__Consigne 1__:
Dans le texte sur la danse du Trott, que symbolise le bâton courbé du danseur chargé de la quête ?

**** Texte ****

Cette danse est interprétée dans les provinces situées
à l'ouest du Cambodge et autour du Tonlé Sap (Pursat,
Battambang, Siem Reap) à l'occasion du Nouvel An khmer.
Ce rite de passage a été le mieux conservé
au sein de certains groupes minoritaires du Cambodge "angkorien"
(Samré, Pear...) à proportion de leur isolement
ultérieur.
Selon la province ou le village où elle est exécutée,
de nombreuses variante existent. La description sommaire qui suit
n'est qu'une idée de ce que peut être la danse du
Trott. Elle implique un nombre variable protagonistes qui déambulent
dans les villages au moment du Nouvel An khmer.
Le ou les premiers portent le Kancha, hochet géant que
l'on frappe sur le sol pour faire tinter ses grelots qui se trouvent
à son sommet et rythmer leur danse mal assurée et
leur chant très lent.
Un autre danseur porte un autre bâton courbé (souvent
une nervure de cocotier) symbolisant le soc d'une charrette au
bout peut être placé un grelot ou une plume de paon.
Ce danseur est chargé de faire la quête, les dons
étant déposés dans un sac relié au
bâton.
Deux personnage miment les boeufs sauvages qui se livrent à
une joute de la saison des amours.
Les derniers sont le ou les chasseurs et la proie, le cerf qui
se trémousse et charge parfois les autres danseurs.
On peut également y trouver des paons, des fées
aux ongles très longs dont les mouvements s'accordent à
la danse classique royale et enfin, un homme des bois au visage
noirci et au turban chargé de fleurs et de feuillages,
sorte de divinité de la nature qui guide les chasseurs
Il nous paraît intéressant de nous arrêter tout particulièrement sur les significations profondes de la danse du Trott et qui correspondent à celles de la plupart des autres danses folkloriques du Cambodge, même si acteurs et spectateurs n'en sont pas toujours conscients.
Ce ballet ambulant fait partie des rites caractérisant
le Nouvel An de l'Asie du Sud-Est indianisée.
Au seuil de la nouvelle année, au moment de la re-naissance
de la société dans son ensemble, il convient que
tous les hommes faisant partie de cette société
soient à l'unisson afin que les structures sociales et
les hiérarchies, abolies pour un certain laps de temps,
soient rétablies, rénovées, renforcées,
tout comme l'année nouvelle elle-même. C'est ainsi
que la troupe peut se permettre de railler ouvertement quiconque
et de tout remettre en cause jusqu'à railler des hommes
du culte de manière grivoise.

**** Enregistrements de données ****

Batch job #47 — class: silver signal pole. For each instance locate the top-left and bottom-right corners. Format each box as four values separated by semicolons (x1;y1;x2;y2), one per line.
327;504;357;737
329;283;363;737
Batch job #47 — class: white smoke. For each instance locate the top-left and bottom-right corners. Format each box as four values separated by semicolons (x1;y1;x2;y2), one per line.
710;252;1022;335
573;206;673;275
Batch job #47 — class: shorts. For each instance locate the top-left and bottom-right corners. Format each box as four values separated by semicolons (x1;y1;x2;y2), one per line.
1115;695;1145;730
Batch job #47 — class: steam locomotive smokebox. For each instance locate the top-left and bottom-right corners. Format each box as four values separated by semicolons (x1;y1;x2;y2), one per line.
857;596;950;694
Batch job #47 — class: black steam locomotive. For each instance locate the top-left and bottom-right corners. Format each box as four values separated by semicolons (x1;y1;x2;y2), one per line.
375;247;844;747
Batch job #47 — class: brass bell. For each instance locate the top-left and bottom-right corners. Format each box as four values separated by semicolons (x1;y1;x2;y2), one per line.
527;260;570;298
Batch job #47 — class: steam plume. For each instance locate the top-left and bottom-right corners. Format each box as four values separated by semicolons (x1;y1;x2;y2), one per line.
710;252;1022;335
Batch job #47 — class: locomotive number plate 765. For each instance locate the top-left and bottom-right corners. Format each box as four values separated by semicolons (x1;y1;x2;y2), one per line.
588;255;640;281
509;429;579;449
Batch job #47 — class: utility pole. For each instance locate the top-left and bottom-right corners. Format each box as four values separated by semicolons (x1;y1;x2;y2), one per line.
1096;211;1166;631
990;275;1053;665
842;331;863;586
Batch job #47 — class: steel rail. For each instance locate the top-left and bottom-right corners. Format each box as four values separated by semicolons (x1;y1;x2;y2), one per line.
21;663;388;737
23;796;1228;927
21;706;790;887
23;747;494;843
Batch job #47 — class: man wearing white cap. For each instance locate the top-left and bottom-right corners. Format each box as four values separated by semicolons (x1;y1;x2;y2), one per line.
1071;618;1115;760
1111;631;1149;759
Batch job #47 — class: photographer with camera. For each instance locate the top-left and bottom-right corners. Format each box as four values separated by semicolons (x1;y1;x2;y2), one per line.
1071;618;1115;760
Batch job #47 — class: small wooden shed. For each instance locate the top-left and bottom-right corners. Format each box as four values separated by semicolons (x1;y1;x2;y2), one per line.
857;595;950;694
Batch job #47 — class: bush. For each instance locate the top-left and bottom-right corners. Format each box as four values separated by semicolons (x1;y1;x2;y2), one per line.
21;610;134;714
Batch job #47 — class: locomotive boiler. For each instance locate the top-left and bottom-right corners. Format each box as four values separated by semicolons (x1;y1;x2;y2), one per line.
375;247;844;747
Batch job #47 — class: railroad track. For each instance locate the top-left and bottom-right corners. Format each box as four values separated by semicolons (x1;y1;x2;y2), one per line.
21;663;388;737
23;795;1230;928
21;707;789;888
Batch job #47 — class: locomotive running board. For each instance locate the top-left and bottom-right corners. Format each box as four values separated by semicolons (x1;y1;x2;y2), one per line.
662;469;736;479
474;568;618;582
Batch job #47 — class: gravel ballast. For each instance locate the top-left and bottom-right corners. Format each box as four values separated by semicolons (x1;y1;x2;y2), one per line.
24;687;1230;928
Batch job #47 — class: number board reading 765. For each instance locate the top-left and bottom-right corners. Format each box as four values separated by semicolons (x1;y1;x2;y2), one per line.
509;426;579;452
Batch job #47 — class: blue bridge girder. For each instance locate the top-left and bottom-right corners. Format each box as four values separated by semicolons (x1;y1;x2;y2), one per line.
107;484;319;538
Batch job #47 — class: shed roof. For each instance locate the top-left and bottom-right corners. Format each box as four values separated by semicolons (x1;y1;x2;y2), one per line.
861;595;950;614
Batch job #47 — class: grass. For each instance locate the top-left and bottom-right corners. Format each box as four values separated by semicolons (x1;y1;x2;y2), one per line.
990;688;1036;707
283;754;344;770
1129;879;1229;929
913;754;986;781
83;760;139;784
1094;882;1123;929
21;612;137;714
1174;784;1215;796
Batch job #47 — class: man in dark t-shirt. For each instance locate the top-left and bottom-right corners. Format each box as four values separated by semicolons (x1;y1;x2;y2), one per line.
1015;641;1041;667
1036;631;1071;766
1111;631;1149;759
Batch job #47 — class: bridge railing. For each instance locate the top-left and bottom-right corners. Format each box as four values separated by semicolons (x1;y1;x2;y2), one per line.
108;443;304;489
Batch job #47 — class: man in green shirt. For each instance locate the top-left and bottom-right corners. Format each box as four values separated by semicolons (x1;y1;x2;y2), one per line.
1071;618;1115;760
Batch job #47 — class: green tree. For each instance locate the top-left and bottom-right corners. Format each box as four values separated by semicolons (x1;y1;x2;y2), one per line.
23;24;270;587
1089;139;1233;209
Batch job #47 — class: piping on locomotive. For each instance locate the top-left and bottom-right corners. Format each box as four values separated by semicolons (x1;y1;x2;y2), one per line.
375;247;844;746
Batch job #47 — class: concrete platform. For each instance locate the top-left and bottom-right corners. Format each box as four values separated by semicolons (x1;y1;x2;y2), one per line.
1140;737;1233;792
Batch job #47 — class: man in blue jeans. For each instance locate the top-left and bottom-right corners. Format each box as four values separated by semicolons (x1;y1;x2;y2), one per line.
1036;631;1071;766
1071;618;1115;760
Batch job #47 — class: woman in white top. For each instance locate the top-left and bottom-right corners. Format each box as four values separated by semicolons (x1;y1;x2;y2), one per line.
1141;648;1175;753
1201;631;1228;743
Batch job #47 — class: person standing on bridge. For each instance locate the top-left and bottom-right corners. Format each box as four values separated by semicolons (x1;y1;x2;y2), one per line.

****

__Consigne 2__:
Recopiez les lignes des enregistrements en commençant à celle qui contient « Batch job #47 — class: green » et en vous arrêtant après celle qui contient « 1089;139;1233;209 », les deux incluses.

__Réponse 1__:
Le soc d'une charrette.

__Réponse 2__:
Batch job #47 — class: green tree. For each instance locate the top-left and bottom-right corners. Format each box as four values separated by semicolons (x1;y1;x2;y2), one per line.
23;24;270;587
1089;139;1233;209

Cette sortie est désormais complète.